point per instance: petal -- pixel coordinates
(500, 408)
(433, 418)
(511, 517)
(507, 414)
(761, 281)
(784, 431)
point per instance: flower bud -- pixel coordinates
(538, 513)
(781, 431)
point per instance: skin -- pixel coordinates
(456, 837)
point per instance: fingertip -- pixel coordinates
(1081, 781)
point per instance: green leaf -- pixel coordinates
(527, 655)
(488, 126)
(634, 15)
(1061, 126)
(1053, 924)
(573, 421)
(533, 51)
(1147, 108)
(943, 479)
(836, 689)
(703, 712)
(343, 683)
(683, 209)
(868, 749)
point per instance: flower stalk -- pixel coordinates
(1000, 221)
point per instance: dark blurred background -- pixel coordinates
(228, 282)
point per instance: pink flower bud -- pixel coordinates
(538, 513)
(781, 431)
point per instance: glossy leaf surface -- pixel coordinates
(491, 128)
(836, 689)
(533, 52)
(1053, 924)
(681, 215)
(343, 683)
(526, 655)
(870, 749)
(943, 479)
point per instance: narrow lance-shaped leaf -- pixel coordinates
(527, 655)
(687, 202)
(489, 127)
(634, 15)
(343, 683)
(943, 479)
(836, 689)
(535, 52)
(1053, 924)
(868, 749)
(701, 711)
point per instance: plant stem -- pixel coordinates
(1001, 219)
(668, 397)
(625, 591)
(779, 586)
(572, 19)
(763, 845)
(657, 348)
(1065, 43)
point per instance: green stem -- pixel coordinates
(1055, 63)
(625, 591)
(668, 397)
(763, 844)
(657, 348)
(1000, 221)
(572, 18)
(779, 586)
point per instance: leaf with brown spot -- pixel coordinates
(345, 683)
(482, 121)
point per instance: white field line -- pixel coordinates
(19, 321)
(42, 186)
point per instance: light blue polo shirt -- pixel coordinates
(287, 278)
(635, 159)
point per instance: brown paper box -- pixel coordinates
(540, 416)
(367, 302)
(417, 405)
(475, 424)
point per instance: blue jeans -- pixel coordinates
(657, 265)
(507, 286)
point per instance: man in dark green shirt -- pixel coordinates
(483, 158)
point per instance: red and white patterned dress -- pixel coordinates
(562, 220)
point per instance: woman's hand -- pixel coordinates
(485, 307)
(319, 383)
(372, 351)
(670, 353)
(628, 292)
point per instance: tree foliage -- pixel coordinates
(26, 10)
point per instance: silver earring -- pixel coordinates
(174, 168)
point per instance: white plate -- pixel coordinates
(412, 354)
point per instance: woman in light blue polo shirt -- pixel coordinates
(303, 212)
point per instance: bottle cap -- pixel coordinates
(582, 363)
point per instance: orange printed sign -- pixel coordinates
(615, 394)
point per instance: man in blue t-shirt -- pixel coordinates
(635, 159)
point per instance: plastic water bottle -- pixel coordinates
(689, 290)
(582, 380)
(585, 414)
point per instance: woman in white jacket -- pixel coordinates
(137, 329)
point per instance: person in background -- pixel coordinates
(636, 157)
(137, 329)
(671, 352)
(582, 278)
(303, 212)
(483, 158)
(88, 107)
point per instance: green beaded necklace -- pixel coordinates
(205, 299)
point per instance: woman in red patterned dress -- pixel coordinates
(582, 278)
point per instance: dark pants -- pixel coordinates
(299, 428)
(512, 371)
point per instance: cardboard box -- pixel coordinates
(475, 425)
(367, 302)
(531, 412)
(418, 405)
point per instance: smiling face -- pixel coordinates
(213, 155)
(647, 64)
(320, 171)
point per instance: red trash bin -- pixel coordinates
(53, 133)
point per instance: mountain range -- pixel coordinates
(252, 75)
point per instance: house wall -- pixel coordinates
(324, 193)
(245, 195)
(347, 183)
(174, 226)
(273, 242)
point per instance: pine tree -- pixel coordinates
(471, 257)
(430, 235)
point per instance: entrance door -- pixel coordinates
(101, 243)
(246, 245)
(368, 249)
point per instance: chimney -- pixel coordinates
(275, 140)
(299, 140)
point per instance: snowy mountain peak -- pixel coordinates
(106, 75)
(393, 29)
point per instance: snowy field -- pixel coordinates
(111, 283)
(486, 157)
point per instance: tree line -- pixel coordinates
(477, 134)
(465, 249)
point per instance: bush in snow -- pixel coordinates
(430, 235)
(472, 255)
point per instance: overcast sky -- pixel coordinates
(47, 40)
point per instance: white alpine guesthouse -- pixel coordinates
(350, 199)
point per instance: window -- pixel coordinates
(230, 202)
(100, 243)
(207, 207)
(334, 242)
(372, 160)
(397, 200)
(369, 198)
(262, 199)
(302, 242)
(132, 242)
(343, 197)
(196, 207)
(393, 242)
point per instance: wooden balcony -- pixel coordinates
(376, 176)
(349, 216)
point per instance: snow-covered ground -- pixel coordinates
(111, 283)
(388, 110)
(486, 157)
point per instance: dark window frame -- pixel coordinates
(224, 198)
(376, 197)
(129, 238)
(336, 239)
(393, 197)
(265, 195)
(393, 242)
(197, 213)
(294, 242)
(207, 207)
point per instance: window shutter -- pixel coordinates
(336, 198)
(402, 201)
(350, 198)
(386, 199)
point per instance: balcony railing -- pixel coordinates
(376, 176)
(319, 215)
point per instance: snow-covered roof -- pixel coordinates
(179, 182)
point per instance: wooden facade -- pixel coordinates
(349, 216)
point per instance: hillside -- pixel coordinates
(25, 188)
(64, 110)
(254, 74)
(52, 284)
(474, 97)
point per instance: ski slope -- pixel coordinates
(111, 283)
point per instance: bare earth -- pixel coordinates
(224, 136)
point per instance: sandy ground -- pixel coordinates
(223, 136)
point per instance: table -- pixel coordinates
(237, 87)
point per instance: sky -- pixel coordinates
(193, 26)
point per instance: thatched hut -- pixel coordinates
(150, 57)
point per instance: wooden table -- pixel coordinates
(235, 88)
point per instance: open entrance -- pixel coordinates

◆ ◆ ◆

> _Problem description_
Beginning at the line that contains "point per instance: white alpine", retype each line of the listing up to and including the last one, exactly as it stands, and nothing else.

> _Written reply_
point per instance: white alpine guesthouse -- pixel coordinates
(350, 199)
point per instance: window -- pixel coordinates
(230, 202)
(100, 243)
(207, 207)
(334, 242)
(372, 160)
(397, 200)
(369, 198)
(262, 199)
(302, 242)
(132, 242)
(343, 197)
(196, 207)
(393, 242)
point per instance: wooden balcony -- pixel coordinates
(376, 176)
(349, 216)
point per instance: snow-covered ground -- pixel coordinates
(111, 283)
(388, 110)
(486, 157)
point per instance: dark window frame -- pixel coordinates
(224, 198)
(376, 197)
(129, 238)
(336, 239)
(393, 197)
(265, 195)
(393, 242)
(197, 213)
(294, 242)
(207, 207)
point per instance: window shutter -- pixel coordinates
(336, 198)
(402, 201)
(350, 198)
(386, 199)
point per instance: balcony railing -- pixel coordinates
(376, 176)
(319, 215)
point per instance: snow-covered roof -- pixel coordinates
(179, 182)
point per instance: wooden facade -- pixel coordinates
(349, 216)
point per instance: hillside -- pixel coordinates
(25, 188)
(64, 110)
(254, 74)
(52, 284)
(474, 97)
point per instance: ski slope -- pixel coordinates
(111, 283)
point per instance: bare earth -- pixel coordinates
(224, 136)
point per instance: sandy ground -- pixel coordinates
(223, 136)
point per instance: table -- pixel coordinates
(237, 87)
point per instance: sky -- pixel coordinates
(193, 26)
point per instance: thatched hut -- pixel coordinates
(150, 57)
point per instance: wooden table -- pixel coordinates
(235, 88)
point per instance: open entrance -- pixel coordinates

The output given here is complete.